Given text: Begin

There are increasingly more apps and websites that use some parameters like symptoms of illness (such as the popular UK app), the number of proximity contacts (e.g., WeTrace and PPEP-PT), or environmental exposure levels (like risk map dashboards). However, most of them are looking at a subset of important parameters and may lack the required scientific rigor for evaluating the COVID risk. WeTrace, for example, may lead to a panic pandemic if it gives many false alerts. Similarly, existing risk maps are all static and cannot combine all three important factors to produce a live risk map, rendering most of them almost useless.
What it does
In this international project, we are developing a solid aggregated risk evaluation model based on all those factors and an API such that existing services can improve their decisions of someone being infected and should receive an alert or contact health care authorities. Various apps and websites can query our API using even a subset of the parameters and get better risk values, compared to the existing solutions. It also motivates those solutions to get more data and to improve their service. However, we have faced multiple challenges, mainly with the lack of datasets even for a single factor to train models.
How we built it
We are a group of epidemiologists, mathematicians, data scientists, and developers from EPFL, MIT, and India. We are collecting a comprehensive list of important parameters for COVID risk evaluation by searching through the existing scientific literature and risk evaluation models. We have developed a standard format to aggregate to help various websites collect the same info and share their data and build basic models for S (symptoms), C (contacts), and E (environment). However, lack of data hindered further extension and validation of the models. We are excited to use this data frame to collect data and develop the models.

Given text: End
The data: Begin

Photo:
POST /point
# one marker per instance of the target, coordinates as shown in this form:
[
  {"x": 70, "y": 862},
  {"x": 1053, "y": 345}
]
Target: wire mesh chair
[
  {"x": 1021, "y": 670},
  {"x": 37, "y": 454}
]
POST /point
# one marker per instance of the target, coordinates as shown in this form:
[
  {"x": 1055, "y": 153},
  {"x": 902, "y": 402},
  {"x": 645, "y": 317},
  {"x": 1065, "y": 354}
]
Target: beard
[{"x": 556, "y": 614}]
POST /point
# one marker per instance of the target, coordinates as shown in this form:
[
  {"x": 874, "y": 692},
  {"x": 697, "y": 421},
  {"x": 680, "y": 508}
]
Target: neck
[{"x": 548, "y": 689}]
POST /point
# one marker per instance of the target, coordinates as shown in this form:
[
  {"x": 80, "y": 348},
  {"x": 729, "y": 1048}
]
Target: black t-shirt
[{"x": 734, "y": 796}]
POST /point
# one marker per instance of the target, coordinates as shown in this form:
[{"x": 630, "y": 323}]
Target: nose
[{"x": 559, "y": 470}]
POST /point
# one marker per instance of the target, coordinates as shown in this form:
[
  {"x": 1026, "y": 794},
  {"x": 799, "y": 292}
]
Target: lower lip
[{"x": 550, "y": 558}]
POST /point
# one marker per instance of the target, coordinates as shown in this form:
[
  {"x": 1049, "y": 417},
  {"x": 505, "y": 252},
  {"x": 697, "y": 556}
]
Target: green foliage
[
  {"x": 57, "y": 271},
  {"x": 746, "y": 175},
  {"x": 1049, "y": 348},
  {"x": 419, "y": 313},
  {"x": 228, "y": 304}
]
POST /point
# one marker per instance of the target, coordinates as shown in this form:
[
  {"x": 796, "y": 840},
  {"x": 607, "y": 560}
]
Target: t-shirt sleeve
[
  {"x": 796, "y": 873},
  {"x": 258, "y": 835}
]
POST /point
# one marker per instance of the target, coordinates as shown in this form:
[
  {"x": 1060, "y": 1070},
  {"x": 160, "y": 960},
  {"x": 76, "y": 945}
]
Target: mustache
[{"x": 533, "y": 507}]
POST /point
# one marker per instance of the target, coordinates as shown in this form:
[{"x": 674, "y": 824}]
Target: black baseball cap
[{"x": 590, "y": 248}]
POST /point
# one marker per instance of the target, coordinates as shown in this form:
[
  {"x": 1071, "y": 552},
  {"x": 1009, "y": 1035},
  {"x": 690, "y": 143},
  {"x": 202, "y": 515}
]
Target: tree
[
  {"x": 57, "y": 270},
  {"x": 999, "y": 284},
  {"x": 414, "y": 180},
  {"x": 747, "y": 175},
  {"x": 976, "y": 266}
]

The data: End

Problem 1:
Answer these from the text on COVID risk evaluation:
(a) Which app could lead to a panic pandemic if it gives many false alerts?
(b) Where are the project's group members from?
(c) What do S, C, and E stand for in the basic models?
Problem 2:
Copy the text on COVID risk evaluation word for word from "How we built" to "develop the models.", including both.

Exercise output 1:
(a) WeTrace
(b) EPFL, MIT, and India
(c) S stands for symptoms, C for contacts, and E for environment

Exercise output 2:
How we built it
We are a group of epidemiologists, mathematicians, data scientists, and developers from EPFL, MIT, and India. We are collecting a comprehensive list of important parameters for COVID risk evaluation by searching through the existing scientific literature and risk evaluation models. We have developed a standard format to aggregate to help various websites collect the same info and share their data and build basic models for S (symptoms), C (contacts), and E (environment). However, lack of data hindered further extension and validation of the models. We are excited to use this data frame to collect data and develop the models.